[Listed entries]
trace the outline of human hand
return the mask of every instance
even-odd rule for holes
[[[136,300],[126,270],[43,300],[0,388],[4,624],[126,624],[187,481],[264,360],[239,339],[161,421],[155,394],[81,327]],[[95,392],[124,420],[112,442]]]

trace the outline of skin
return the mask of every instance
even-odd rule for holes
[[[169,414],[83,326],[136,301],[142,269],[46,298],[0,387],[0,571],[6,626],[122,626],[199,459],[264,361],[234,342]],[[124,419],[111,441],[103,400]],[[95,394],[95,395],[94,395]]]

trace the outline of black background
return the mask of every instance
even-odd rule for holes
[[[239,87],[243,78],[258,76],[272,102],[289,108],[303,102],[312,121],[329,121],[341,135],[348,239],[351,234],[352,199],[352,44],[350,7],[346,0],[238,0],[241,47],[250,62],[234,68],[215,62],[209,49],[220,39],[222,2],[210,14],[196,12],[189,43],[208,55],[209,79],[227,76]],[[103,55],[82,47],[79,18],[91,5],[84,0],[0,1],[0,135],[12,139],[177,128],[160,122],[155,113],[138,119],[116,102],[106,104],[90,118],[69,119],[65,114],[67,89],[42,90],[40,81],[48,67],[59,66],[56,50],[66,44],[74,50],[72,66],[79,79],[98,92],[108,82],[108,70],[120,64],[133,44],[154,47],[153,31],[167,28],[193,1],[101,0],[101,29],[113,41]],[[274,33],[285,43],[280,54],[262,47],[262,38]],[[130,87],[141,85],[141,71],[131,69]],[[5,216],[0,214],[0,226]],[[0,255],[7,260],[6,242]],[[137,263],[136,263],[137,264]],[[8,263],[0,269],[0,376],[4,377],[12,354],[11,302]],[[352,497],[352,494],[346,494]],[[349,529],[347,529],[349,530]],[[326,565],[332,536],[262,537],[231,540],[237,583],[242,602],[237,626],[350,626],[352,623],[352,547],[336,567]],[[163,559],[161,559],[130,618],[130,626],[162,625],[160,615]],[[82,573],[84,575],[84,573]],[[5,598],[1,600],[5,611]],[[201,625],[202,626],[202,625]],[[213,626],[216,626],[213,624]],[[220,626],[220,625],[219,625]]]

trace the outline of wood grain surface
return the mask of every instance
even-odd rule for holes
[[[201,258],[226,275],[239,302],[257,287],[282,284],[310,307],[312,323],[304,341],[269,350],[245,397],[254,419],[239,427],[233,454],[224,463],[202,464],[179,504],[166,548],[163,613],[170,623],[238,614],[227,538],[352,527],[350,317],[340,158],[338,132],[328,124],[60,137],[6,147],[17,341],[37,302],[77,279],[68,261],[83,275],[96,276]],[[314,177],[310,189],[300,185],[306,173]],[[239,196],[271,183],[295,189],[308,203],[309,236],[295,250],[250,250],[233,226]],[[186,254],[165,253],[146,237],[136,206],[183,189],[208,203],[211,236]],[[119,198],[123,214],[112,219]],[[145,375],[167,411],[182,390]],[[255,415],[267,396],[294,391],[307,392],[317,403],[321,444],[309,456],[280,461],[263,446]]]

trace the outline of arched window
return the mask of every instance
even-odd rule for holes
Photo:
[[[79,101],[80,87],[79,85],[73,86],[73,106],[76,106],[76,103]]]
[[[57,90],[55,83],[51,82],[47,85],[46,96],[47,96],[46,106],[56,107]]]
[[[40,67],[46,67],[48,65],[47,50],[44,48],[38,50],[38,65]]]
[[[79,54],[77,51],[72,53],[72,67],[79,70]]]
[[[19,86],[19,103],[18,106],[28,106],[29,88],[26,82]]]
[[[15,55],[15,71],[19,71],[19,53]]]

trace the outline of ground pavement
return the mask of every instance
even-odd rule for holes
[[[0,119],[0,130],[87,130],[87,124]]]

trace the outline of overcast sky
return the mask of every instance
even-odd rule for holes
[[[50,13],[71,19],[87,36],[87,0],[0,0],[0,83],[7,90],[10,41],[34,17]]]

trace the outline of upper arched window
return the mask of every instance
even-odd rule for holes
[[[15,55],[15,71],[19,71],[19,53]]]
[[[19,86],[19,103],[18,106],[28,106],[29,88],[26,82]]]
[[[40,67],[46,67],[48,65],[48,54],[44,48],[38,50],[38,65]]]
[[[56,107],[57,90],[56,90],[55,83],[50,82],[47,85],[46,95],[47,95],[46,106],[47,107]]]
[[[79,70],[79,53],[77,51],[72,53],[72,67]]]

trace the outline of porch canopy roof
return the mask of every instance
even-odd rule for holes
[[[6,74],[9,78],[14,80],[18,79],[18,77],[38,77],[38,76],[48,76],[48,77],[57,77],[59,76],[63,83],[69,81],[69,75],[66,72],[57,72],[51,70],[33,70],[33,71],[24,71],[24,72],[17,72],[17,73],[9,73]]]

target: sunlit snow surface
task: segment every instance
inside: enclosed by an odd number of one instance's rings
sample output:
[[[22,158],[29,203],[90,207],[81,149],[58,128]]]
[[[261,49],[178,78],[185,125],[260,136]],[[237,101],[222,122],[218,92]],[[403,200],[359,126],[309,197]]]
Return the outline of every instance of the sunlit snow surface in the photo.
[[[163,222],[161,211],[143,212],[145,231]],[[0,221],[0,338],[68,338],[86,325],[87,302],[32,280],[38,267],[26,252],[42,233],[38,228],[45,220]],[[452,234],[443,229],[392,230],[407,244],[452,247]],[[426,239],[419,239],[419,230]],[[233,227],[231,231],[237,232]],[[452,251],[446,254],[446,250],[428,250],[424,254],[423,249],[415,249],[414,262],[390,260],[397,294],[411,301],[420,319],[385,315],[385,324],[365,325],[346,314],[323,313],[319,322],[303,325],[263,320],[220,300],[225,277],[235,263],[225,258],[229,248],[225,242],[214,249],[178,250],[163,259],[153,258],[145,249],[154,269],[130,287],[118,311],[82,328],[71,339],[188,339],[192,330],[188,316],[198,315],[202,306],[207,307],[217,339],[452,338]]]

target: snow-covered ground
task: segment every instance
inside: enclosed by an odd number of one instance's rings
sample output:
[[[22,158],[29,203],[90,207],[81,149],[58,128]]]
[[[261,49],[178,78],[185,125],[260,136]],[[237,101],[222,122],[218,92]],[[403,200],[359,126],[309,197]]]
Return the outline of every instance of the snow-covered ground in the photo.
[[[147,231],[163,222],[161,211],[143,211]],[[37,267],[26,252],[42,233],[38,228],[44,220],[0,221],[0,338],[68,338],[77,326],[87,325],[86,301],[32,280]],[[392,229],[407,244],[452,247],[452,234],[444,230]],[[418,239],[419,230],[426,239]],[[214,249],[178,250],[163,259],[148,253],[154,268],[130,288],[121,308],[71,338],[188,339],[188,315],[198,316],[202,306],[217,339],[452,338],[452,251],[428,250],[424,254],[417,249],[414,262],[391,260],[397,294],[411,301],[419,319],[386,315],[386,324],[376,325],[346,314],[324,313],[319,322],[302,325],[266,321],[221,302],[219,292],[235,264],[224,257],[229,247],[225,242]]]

[Written task] Beginning at the line containing "target: snow-covered ground", repeat each line exactly through the last line of the entries, and include no other lines.

[Reply to the exercise]
target: snow-covered ground
task: segment every instance
inside: enclosed by an odd number of one instance's rings
sample output:
[[[22,158],[29,203],[90,207],[81,149],[58,128]]]
[[[261,49],[178,78],[185,125],[260,136]],[[237,101],[222,122],[218,92]],[[403,200],[359,126],[309,197]]]
Return the outline of every instance of the snow-covered ground in the photo.
[[[147,231],[163,222],[161,211],[143,211]],[[37,267],[26,252],[42,233],[38,228],[44,220],[0,221],[0,338],[68,338],[77,326],[87,325],[86,301],[32,280]],[[392,229],[407,244],[452,247],[452,234],[444,230]],[[418,239],[419,230],[426,239]],[[214,249],[178,250],[163,259],[148,253],[154,268],[130,288],[121,308],[71,338],[188,339],[188,315],[198,316],[202,306],[217,339],[452,338],[452,251],[428,250],[424,254],[417,249],[414,262],[391,260],[397,294],[411,301],[419,319],[386,315],[386,324],[376,325],[346,314],[324,313],[319,322],[302,325],[266,321],[221,302],[219,292],[235,264],[224,257],[229,247],[225,242]]]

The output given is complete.